• [WORK TO DO]:
Render every line of the records below as a numbered list, skipping any blank lines.

• [SUPPLIED MATERIAL]:
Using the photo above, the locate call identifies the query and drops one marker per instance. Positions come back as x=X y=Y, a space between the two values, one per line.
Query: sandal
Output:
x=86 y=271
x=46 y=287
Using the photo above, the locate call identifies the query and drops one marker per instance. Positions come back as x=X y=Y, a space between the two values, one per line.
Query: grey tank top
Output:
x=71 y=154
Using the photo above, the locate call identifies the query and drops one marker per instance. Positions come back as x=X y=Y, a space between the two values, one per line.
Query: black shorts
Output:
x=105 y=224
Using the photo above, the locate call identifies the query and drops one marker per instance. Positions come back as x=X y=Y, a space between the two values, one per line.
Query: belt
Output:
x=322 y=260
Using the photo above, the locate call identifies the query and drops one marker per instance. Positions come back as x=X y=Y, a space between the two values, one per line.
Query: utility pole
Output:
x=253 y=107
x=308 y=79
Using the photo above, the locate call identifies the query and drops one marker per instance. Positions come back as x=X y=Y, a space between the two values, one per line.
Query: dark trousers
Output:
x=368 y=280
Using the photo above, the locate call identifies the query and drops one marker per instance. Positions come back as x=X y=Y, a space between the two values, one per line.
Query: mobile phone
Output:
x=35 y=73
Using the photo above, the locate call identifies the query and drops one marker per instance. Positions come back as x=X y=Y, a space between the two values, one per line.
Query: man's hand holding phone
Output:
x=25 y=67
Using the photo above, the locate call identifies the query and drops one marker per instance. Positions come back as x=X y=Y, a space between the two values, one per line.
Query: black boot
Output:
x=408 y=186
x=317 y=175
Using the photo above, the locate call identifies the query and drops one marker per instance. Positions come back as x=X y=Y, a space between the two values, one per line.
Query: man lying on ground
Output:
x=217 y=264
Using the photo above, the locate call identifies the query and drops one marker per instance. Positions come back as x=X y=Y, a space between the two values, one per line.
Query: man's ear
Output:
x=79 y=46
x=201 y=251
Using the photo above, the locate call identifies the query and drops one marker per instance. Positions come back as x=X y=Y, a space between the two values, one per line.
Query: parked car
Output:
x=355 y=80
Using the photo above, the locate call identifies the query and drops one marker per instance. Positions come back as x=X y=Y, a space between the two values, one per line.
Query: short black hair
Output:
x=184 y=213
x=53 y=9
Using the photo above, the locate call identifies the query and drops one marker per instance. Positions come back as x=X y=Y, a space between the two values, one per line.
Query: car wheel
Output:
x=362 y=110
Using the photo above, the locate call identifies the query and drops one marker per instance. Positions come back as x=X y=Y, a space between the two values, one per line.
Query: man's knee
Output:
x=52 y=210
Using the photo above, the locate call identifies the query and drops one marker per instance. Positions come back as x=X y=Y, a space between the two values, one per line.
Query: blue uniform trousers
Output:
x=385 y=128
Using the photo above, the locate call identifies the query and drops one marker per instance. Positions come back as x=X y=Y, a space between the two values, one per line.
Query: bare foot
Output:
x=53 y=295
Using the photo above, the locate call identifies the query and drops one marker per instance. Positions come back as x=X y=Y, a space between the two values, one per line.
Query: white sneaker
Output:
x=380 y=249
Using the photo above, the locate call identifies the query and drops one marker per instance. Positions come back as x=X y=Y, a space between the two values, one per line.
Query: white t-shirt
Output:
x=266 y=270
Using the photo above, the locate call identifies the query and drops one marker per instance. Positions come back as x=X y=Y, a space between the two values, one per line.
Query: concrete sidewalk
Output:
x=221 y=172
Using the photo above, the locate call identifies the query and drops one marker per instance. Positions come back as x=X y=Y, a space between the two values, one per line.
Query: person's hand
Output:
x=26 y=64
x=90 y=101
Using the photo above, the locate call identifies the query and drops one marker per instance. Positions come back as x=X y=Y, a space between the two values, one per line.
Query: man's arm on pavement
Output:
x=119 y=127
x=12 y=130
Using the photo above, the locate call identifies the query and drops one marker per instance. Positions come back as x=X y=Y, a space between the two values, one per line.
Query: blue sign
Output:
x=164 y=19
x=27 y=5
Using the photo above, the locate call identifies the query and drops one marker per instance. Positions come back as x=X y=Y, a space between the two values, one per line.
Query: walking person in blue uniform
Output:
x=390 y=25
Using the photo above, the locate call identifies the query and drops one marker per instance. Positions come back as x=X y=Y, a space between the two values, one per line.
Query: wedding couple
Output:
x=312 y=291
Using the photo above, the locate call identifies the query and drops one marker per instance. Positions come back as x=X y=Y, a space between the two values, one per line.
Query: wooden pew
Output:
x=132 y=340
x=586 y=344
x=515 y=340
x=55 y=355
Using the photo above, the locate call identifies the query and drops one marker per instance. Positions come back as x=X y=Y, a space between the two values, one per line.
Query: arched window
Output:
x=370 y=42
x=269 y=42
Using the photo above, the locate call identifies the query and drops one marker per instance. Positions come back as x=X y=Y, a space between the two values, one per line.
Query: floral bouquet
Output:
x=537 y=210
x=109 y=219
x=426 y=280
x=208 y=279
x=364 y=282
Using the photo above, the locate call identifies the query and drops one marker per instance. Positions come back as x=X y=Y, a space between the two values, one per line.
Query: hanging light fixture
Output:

• [WRITTEN RESPONSE]:
1. Using the photo above, the locate call identifies the query and drops one marker per instance. Positions come back as x=X y=Y, a space between the two values, one per line.
2. Query: sandal
3. Output:
4. x=86 y=271
5. x=46 y=287
6. Using the photo above, the locate call identifies the query and drops one marker per instance. Positions come back as x=X y=Y, a space between the two values, one per line.
7. Query: grey tank top
8. Output:
9. x=71 y=154
10. Using the photo above, the locate call identifies the query and drops one marker per instance. Positions come back as x=X y=Y, a space between the two values, one per line.
11. Query: black shorts
12. Output:
13. x=105 y=224
14. Using the photo above, the locate call identifies the query and drops one marker per instance. Positions come back as x=X y=Y, a space between the two values, one per line.
15. Query: belt
16. Output:
17. x=322 y=260
18. Using the photo above, the locate call identifies the query and drops one marker per instance. Positions come back as x=X y=Y, a space between the two values, one per line.
19. Query: utility pole
20. Output:
21. x=253 y=107
22. x=308 y=79
23. Using the photo above, the locate call identifies the query and drops one marker per instance. Positions come back as x=X y=Y, a space between the two values, one per line.
24. Query: dark trousers
25. Output:
26. x=368 y=280
27. Using the photo above, the locate call identifies the query and drops one marker per instance. Positions come back as x=X y=Y, a space between the two values, one per line.
28. Query: mobile phone
29. Output:
30. x=35 y=73
31. Using the photo above, the locate call identifies the query and drops one marker per instance. Positions come back as x=X y=Y, a space between the two values, one per line.
32. Query: man's hand holding phone
33. Output:
34. x=25 y=67
35. Using the photo above, the locate call identifies the query and drops one marker per instance. Positions come back as x=X y=Y, a space between the two values, one per line.
36. Query: black boot
37. Output:
38. x=408 y=186
39. x=317 y=175
40. Using the photo above, the locate call identifies the query and drops one marker per instance. Positions come back as x=X y=Y, a space between the two values, one per line.
41. Query: man lying on ground
42. Output:
43. x=217 y=264
44. Using the photo above, the locate call identifies the query and drops one marker per instance. Positions come back as x=X y=Y, a space between the two values, one per line.
45. Query: man's ear
46. Output:
47. x=79 y=46
48. x=201 y=251
49. Using the photo above, the locate call identifies the query and drops one marker per instance. Positions come back as x=X y=Y, a space between the two values, one per line.
50. Query: parked car
51. Output:
52. x=355 y=80
53. Using the photo above, the locate call identifies the query and drops one marker per instance. Positions come back as x=X y=Y, a space between the two values, one per line.
54. Query: short black hair
55. Output:
56. x=184 y=213
57. x=53 y=9
58. Using the photo above, the locate call identifies the query and drops one marker per instance. Positions come back as x=X y=Y, a space between the two values, one per line.
59. Query: car wheel
60. Output:
61. x=362 y=110
62. Using the photo above, the locate call identifies the query and drops one marker per instance. Positions come back as x=X y=Y, a space between the two values, one per line.
63. Query: man's knee
64. Output:
65. x=52 y=210
66. Using the photo above, the locate call identifies the query and drops one marker per instance. Positions come back as x=X y=Y, a space between the two values, one per line.
67. Query: blue uniform trousers
68. Output:
69. x=385 y=128
70. Using the photo above, the locate call identifies the query and drops one marker per instance. Positions come back as x=X y=Y, a space between the two values, one per line.
71. Query: bare foot
72. Output:
73. x=53 y=295
74. Using the photo above, the locate call identifies the query and drops one marker per instance. Positions come back as x=X y=Y, a space between the two values, one per line.
75. Query: white sneaker
76. Output:
77. x=380 y=249
78. Using the photo above, the locate call identifies the query and drops one marker per instance. Positions come back as x=X y=Y, a space between the two values, one per line.
79. Query: white t-shirt
80. Output:
81. x=266 y=270
82. Using the photo above, the locate call identifies the query and drops one marker per instance. Positions come back as x=X y=Y, a space between the two values, one per line.
83. Query: concrete sidewalk
84. Output:
85. x=221 y=172
86. Using the photo above, the locate call identifies the query and drops one marker per instance. Positions come back as x=X y=Y, a space between the two values, one per line.
87. Query: person's hand
88. Output:
89. x=26 y=64
90. x=90 y=101
91. Using the photo above, the locate call identifies the query and drops one marker per instance. Positions come back as x=X y=Y, a space between the two values, one per line.
92. Query: man's arm on pavement
93. Output:
94. x=119 y=127
95. x=12 y=130
96. Using the photo above, the locate call identifies the query and drops one marker per instance. Positions come back as x=X y=Y, a space between the two values, one per line.
97. Query: blue sign
98. Output:
99. x=164 y=19
100. x=27 y=5
101. Using the photo above, the locate call identifies the query and drops one marker per instance. Positions come back as x=X y=Y, a space between the two values, one per line.
102. Query: walking person in blue uniform
103. Output:
104. x=390 y=25
105. Using the photo above, the locate call identifies the query and drops one marker per instance. Positions come back as x=X y=Y, a space between the two values, one per line.
106. Query: wedding couple
107. Output:
108. x=312 y=291
109. Using the photo above, the locate call identifies the query and drops one marker per instance. Positions come back as x=X y=Y, a space between the two values, one per line.
110. Query: wooden pew
111. Output:
112. x=132 y=340
113. x=586 y=344
114. x=515 y=340
115. x=55 y=355
116. Using the photo above, the locate call identifies the query and drops one marker per instance. Positions come back as x=X y=Y, a space between the two values, one per line.
117. Query: arched window
118. Output:
119. x=370 y=42
120. x=269 y=42
121. Using the photo above, the locate call identifies the query and drops one marker per instance. Positions come back as x=X y=Y, a space between the two values, one per line.
122. Query: floral bouquet
123. Output:
124. x=537 y=210
125. x=109 y=219
126. x=426 y=280
127. x=208 y=279
128. x=364 y=282
129. Using the photo above, the locate call identifies the query and drops one marker per instance. Positions come back as x=X y=Y, a space between the two values, one per line.
130. Query: hanging light fixture
131. Output:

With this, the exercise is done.